§ Given problem
Turn every line of the records below into a numbered list, leaving out blank lines.

§ Input data
** Start **
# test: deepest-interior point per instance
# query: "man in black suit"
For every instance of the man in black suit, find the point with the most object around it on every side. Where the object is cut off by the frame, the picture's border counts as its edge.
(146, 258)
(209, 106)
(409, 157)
** End **
§ Exercise result
1. # test: deepest-interior point per instance
2. # query: "man in black suit"
3. For every instance of the man in black suit, find the point with the most object around it on every side. Where the object is cut off by the frame, the picture's border counts as its edge.
4. (146, 258)
5. (209, 106)
6. (409, 157)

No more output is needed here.